From   Nick Cox <[email protected]>
To   [email protected]
Subject   Re: st: Drop if beyond certain percentile
Date   Fri, 30 Mar 2012 11:00:56 +0100

Typo time:

su y, detail

On Fri, Mar 30, 2012 at 10:59 AM, Nick Cox <[email protected]> wrote:
> I can't let this pass by without delivering a comment that this is in
> general a highly dubious way to analyse your data. There may well be
> an "in particular" in which it makes much more sense, but you don't
> give it. (For example, if your purpose was to show that this is a
> lousy way, then we agree.)
>
> To repeat a posting of mine from 27 August 2010:
>
> In 1827 Olbers asked Gauss "What should count as an unusual or too
> large a deviation? I would like to receive more precise directions."
> Gauss in his reply was disinclined to give any more directions and
> compared the situation to everyday life, where one often has to make
> intuitive judgments outside the reign of formal and explicit rules.
>
> This is a paraphrase of a paraphrase from Gigerenzer, G. and five
> friends. 1989. The empire of chance: How probability changed science
> and everyday life. Cambridge University Press, p.83, who give the
> reference to Olbers' Leben und Werke.
>
> We have had lots of smart suggestions from smart people since 1827,
> but that still seems to me the best concise advice about outliers or
> problematic tails: distrust the urge to ask for formal solutions.

Instruction: Condense the paragraph in the post above that begins "In 1827 Olbers asked Gauss" into one shorter sentence that keeps its main facts.

Rows:
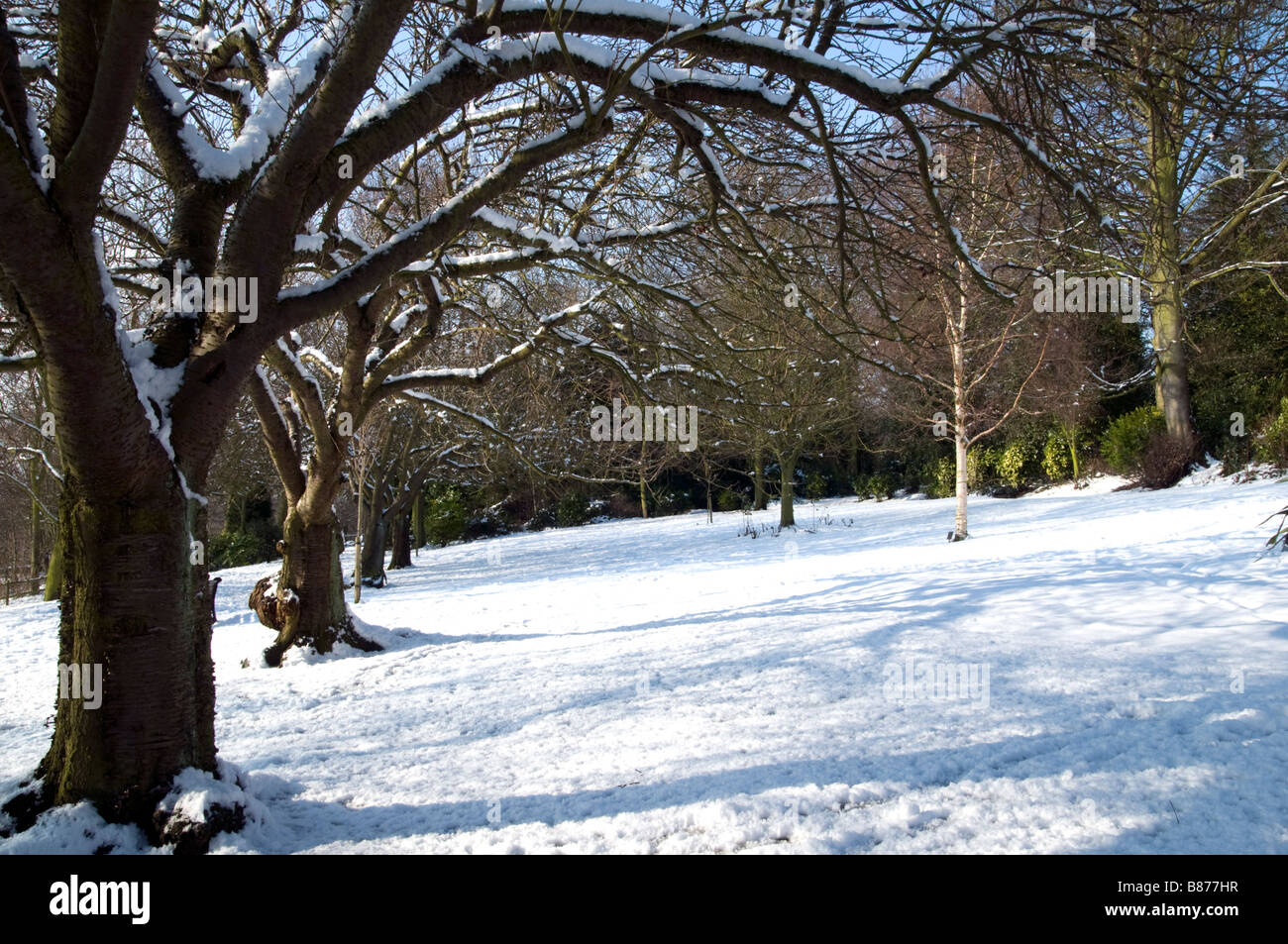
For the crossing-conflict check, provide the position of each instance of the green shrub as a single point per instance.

--

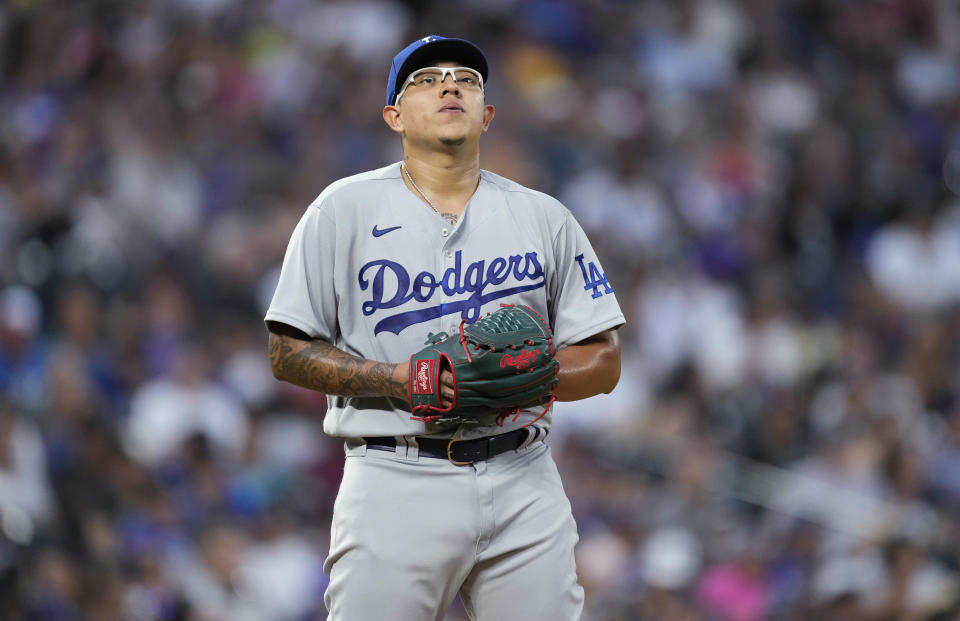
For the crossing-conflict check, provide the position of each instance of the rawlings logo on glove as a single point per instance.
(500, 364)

Solution for this task: In 1827 Olbers asked Gauss for more precise directions on what counts as an unusual or too large deviation, but Gauss declined and compared it to everyday life, where people often make intuitive judgments without formal, explicit rules.